**PROVIDED RECORDS:**
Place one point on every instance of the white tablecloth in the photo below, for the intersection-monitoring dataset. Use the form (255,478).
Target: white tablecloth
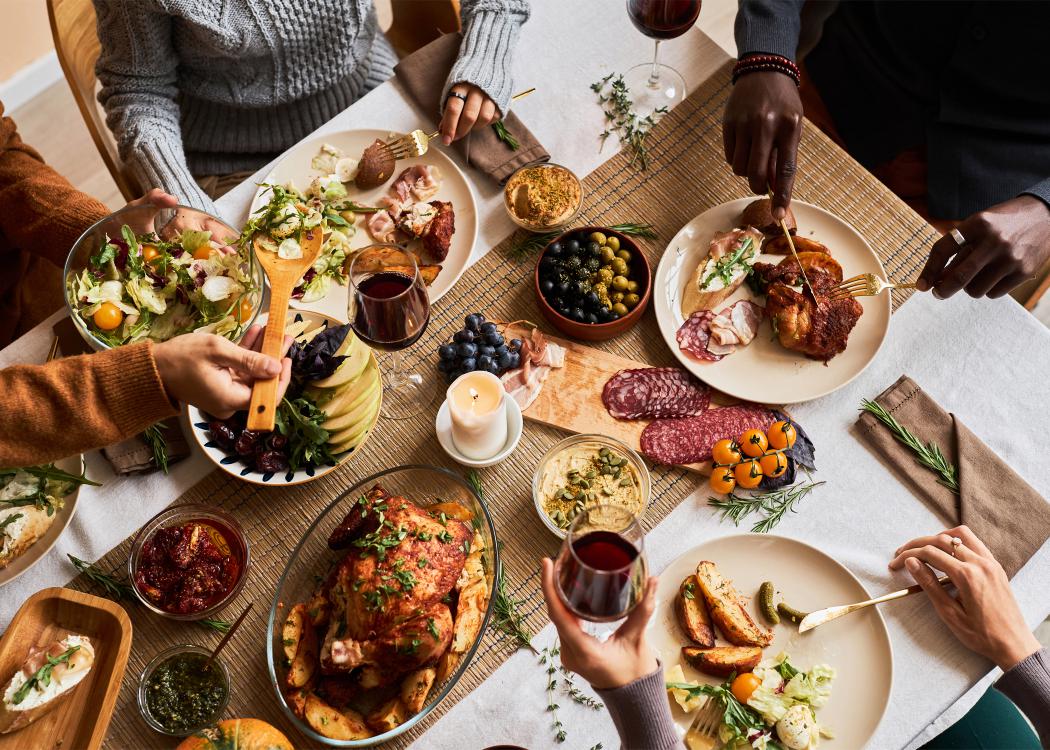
(984,360)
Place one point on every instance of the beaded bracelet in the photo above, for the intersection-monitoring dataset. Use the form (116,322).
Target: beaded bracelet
(777,63)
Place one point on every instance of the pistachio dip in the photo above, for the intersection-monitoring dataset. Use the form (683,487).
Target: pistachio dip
(582,475)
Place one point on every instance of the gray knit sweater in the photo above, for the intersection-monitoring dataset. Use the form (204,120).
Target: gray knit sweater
(206,87)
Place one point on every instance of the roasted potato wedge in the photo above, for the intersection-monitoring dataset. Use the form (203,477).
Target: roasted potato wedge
(416,687)
(728,610)
(778,246)
(334,725)
(722,661)
(692,613)
(387,715)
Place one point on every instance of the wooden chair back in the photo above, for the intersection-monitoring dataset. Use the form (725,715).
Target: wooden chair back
(77,44)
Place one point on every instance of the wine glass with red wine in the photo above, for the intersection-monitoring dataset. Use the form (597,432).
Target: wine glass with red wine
(601,570)
(654,85)
(389,309)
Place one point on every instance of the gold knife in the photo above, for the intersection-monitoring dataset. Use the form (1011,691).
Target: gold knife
(824,616)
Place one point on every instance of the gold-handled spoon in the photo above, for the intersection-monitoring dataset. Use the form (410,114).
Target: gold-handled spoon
(284,274)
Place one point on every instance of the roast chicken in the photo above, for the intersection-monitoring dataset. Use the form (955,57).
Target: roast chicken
(390,595)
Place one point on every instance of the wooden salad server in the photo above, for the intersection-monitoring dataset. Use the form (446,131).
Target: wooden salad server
(284,274)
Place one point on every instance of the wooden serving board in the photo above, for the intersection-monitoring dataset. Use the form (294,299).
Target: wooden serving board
(81,719)
(571,397)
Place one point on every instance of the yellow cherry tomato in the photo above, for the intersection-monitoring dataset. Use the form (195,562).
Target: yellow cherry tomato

**WHAT TO WORK ON:** Output each line of the rows above as a numbered list, skipping blank lines and leaving out the pictures.

**EXERCISE SOLUTION:**
1. Place one point on every instance of the white tablecloth in the photo below, for the intersection-monitoring dataset. Use the form (255,478).
2. Target: white tablecloth
3. (984,360)
4. Place one point on every instance of the beaded bracelet in the photo above, for the intersection-monitoring dataset. Use the form (116,322).
5. Target: beaded bracelet
6. (777,63)
7. Place one point on every instance of the pistachio dip in the photo above, for the intersection-monitoring dataset. Use the form (683,487).
8. Target: pistachio dip
9. (582,475)
10. Place one point on every instance of the gray knit sweater in the photo above, for the intersection-monitoring dataset. Use the form (204,120).
11. Target: gray knit sweater
12. (206,87)
13. Place one point on every instance of the roasted potato wedge in the photo above, for the intersection-monitoring dataset. Use the form (203,477).
14. Target: roasted potato wedge
15. (416,687)
16. (728,610)
17. (778,246)
18. (334,725)
19. (722,661)
20. (692,613)
21. (387,715)
22. Place one point on every instance of the wooden chair back in the photo above, for the intersection-monitoring dataset. Use the form (725,715).
23. Target: wooden chair back
24. (77,44)
25. Place one point on every instance of the wine glass with red wine in the photo above, for the intersection-monitoring dataset. Use the form (597,432).
26. Target: wine glass with red wine
27. (601,570)
28. (654,85)
29. (389,309)
30. Place one point on every instance of the gold knife in the photo above, for the intersection-monitoring dataset. Use the form (1011,691).
31. Target: gold knife
32. (824,616)
33. Place one point on every instance of the gold-handled spoon in the photo above, for the intersection-monitoring dataset. Use the form (410,114).
34. Target: gold-handled spoon
35. (284,274)
36. Place one point on every instance of the roast chicken in the photo above, for the intersection-monitoring dataset. Use the form (955,57).
37. Target: roast chicken
38. (390,595)
39. Place one point on every instance of the wooden salad server in the photo above, for the intersection-monitoring dataset. Use the form (446,131).
40. Target: wooden salad server
41. (284,274)
42. Place one point on every instance of the wooden serving board in the photo above, for the intersection-monitoring dataset. Use the form (294,299).
43. Target: wooden serving board
44. (81,719)
45. (571,397)
46. Place one point on every instance of the yellow cherry tomato in the photo above, for the intersection-monitoring dataset. Use the form (195,562).
47. Target: yellow cherry tomato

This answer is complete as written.